(Natural-language object grounding data)

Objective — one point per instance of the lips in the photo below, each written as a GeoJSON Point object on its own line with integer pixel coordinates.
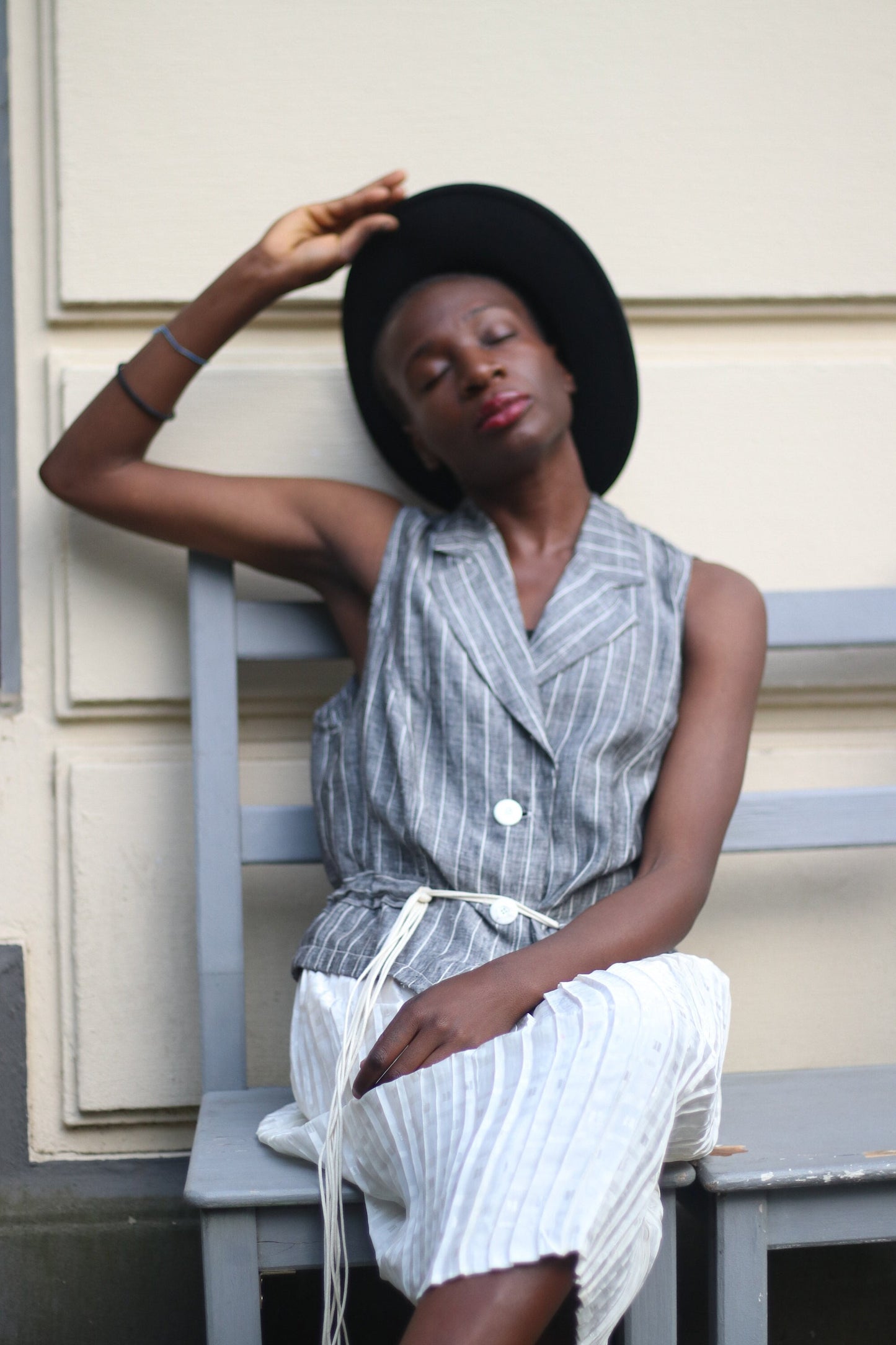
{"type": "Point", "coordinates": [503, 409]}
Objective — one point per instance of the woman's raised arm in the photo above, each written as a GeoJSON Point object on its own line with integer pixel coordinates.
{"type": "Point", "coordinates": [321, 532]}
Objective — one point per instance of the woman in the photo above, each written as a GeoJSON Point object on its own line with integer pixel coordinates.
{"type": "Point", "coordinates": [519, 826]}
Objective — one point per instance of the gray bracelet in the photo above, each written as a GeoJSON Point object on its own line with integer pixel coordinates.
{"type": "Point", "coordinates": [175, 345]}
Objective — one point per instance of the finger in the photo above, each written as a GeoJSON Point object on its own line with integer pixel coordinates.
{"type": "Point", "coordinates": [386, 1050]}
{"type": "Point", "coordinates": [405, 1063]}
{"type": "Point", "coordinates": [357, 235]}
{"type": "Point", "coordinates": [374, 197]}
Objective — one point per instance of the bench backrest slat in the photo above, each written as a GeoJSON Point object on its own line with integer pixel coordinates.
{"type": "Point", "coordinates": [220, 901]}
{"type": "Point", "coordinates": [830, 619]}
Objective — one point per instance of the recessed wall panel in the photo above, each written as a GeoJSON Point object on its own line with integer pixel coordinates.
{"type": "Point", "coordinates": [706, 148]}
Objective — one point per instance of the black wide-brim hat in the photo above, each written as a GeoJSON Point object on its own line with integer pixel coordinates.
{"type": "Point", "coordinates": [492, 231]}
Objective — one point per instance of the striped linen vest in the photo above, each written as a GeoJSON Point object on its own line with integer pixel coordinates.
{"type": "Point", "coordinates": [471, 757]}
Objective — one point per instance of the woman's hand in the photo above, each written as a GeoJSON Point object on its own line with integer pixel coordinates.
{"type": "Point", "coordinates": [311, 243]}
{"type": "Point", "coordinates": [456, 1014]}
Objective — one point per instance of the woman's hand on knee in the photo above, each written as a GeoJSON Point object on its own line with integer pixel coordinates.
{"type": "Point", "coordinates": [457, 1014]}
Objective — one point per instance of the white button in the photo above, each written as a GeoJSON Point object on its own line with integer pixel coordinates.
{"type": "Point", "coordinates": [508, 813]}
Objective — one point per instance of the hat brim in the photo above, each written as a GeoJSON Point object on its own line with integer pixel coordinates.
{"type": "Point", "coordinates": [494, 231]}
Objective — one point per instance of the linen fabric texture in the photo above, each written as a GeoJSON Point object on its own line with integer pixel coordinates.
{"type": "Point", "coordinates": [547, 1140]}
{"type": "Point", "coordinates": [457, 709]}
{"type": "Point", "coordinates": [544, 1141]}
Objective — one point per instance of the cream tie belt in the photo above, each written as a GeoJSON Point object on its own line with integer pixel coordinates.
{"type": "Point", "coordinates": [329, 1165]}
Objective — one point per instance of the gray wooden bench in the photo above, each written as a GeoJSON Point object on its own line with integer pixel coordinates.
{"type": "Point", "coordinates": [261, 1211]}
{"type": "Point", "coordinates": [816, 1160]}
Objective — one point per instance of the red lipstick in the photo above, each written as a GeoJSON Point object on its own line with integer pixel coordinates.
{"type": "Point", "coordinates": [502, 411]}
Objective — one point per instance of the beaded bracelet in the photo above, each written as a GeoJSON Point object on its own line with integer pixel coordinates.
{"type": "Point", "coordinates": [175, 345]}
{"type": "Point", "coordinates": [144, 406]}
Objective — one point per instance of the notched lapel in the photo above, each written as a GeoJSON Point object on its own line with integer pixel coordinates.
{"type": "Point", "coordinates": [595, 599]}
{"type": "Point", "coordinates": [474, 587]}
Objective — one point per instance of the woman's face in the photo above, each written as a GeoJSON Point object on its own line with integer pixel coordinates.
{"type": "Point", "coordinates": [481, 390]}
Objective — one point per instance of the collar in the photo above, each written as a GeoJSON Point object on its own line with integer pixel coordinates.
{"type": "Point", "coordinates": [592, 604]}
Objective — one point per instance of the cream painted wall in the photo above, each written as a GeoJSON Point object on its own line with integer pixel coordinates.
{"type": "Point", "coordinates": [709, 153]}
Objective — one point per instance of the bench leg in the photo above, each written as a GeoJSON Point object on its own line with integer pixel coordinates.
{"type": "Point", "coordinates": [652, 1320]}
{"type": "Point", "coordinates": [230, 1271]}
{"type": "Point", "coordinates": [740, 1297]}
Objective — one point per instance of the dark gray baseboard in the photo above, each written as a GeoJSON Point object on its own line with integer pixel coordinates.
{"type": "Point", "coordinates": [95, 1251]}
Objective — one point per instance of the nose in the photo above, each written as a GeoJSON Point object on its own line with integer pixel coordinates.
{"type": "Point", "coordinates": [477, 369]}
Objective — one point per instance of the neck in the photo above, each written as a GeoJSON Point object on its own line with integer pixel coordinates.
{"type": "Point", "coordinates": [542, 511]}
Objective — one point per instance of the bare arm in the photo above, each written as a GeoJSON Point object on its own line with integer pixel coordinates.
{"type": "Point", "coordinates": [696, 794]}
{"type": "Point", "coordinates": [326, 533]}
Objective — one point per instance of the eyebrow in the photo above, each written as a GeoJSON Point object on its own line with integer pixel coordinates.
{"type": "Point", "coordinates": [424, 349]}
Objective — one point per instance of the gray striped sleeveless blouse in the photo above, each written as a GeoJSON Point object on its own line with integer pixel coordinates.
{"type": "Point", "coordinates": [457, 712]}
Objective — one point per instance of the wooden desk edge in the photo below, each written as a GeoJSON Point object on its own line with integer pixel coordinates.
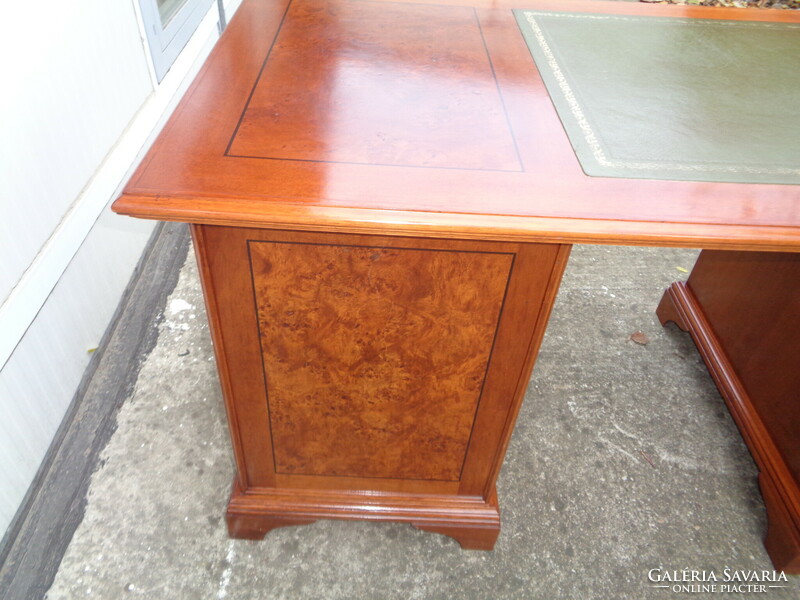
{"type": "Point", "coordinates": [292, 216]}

What you will do: Reproduce every record above word for word. Leave the pictures out.

Answer:
Objective — one point per instance of the lips in the photo below, each written as a GeoJSON Point object on its own line with integer pixel coordinates.
{"type": "Point", "coordinates": [503, 409]}
Objective — one point per instance of the woman's raised arm in the photo above, each written as a GeoJSON Point object on its own line with integer pixel coordinates.
{"type": "Point", "coordinates": [321, 532]}
Objective — one point per instance of the woman in the photo above, each written as a GeoJSON Point object on its own line with integer pixel coordinates.
{"type": "Point", "coordinates": [519, 826]}
Objective — one point per instance of the gray bracelet in the photo above, each written as a GeoJSON Point object on its own line with integer pixel coordinates.
{"type": "Point", "coordinates": [175, 345]}
Objective — one point per instance of the finger in the photo above, each written as a GeoJSON Point object on its own line with integer pixel coordinates.
{"type": "Point", "coordinates": [386, 1050]}
{"type": "Point", "coordinates": [405, 1063]}
{"type": "Point", "coordinates": [357, 235]}
{"type": "Point", "coordinates": [374, 197]}
Objective — one point per instance of the bench backrest slat in the photo above, each written as a GeoJSON Point object on its own line with integer pixel coordinates.
{"type": "Point", "coordinates": [220, 901]}
{"type": "Point", "coordinates": [830, 619]}
Objective — one point per instance of the recessed wall panel in the photo above, each written as a GeoJSON Point object on its own line with integer pixel coordinates.
{"type": "Point", "coordinates": [706, 148]}
Objective — one point per instance of the black wide-brim hat in the photo above, each written as a GeoJSON Point object on its own line with integer pixel coordinates.
{"type": "Point", "coordinates": [492, 231]}
Objective — one point per instance of the striped linen vest in the photo above, each written as a GeoJSON Point object on its own line with integer pixel coordinates.
{"type": "Point", "coordinates": [471, 757]}
Objective — one point per instance of the woman's hand in the photo above, each written as a GeoJSON Point object on its own line with integer pixel coordinates.
{"type": "Point", "coordinates": [311, 243]}
{"type": "Point", "coordinates": [456, 1014]}
Objective — one point per instance of the woman's hand on knee in the photo above, each written as a GeoJSON Point object on its own line with integer pixel coordinates.
{"type": "Point", "coordinates": [457, 1014]}
Objective — one point per instance of the white button in the photo above, each written as a GeoJSON Point object on its own line with integer pixel coordinates.
{"type": "Point", "coordinates": [508, 813]}
Objective — one point per instance of the hat brim in the photo above, each written as a GeoJSON Point object on its own line with integer pixel coordinates.
{"type": "Point", "coordinates": [494, 231]}
Objective — one point per instance of the linen fabric texture in the photo above, each written as a GeoJSON Point object on its own line with integer pixel coordinates.
{"type": "Point", "coordinates": [547, 1140]}
{"type": "Point", "coordinates": [457, 709]}
{"type": "Point", "coordinates": [544, 1141]}
Objective — one point per instance of the cream tie belt in the photo above, each written as a GeoJSON Point object on its own line with integer pixel coordinates.
{"type": "Point", "coordinates": [329, 1165]}
Objective — one point per instance of the gray wooden bench in the photo above, each written as a GeoJSON Point object on its own line with integer pixel coordinates.
{"type": "Point", "coordinates": [261, 1211]}
{"type": "Point", "coordinates": [816, 1160]}
Objective — one point per instance of the red lipstick in the photo above, each written as a GeoJSON Point object on its own line with integer pixel coordinates.
{"type": "Point", "coordinates": [502, 411]}
Objective — one point per instance of the beaded bracelet in the photo above, each written as a GeoJSON Point object on its own line with integer pixel coordinates.
{"type": "Point", "coordinates": [175, 345]}
{"type": "Point", "coordinates": [144, 406]}
Objective — one point per instance of the notched lapel in the photo above, each written as a GeoJSON Point object on its own line with integer pixel coordinates.
{"type": "Point", "coordinates": [595, 599]}
{"type": "Point", "coordinates": [474, 587]}
Objective — one point per instance of the woman's face in the photo above, each written as a GeoJSON Point object on its own line with integer pixel coordinates.
{"type": "Point", "coordinates": [481, 390]}
Objective — one point per instance of the collar in the photo above, each written as a GeoJSON Point object on its own line with integer pixel coordinates.
{"type": "Point", "coordinates": [592, 604]}
Objective — one point per instance of the cream painted wall in the photo above, each written as a GeoJSON Point object on its own line with integer pixel coordinates.
{"type": "Point", "coordinates": [709, 153]}
Objective — one point per instance of the bench leg in the photo above, each written as a GeoJSON Point object on its own line with integer pixel coordinates.
{"type": "Point", "coordinates": [652, 1320]}
{"type": "Point", "coordinates": [230, 1271]}
{"type": "Point", "coordinates": [740, 1297]}
Objective — one point per instance of the dark gray baseboard in the photo above, each written as a GeoJSON Point object on its own line with integer pixel coordinates.
{"type": "Point", "coordinates": [95, 1251]}
Objective — one point per instance of the nose in the photo above, each written as a GeoJSON Point object on its own line with integer pixel coordinates.
{"type": "Point", "coordinates": [477, 369]}
Objective — one point per instance of the neck in the photo above, each written as a GeoJSON Point object on its own line with integer pixel coordinates.
{"type": "Point", "coordinates": [542, 511]}
Objective — one point per instance of the bare arm in the photo above, each written as a GeoJSON Point object on its own line with integer pixel coordinates.
{"type": "Point", "coordinates": [696, 794]}
{"type": "Point", "coordinates": [326, 533]}
Objective — one point per instance of the eyebrow in the photo above, each written as a GeoJSON Point object on its own line with integer pixel coordinates.
{"type": "Point", "coordinates": [424, 349]}
Objective — one point per instance of the gray striped sleeveless blouse in the photo above, each written as a GeoJSON Point object on its own line with integer pixel coordinates.
{"type": "Point", "coordinates": [457, 712]}
Objective — one point per instance of the wooden desk edge in the photo below, each written as a GeoJSON Point object on its own line with integer pixel coordinates.
{"type": "Point", "coordinates": [292, 216]}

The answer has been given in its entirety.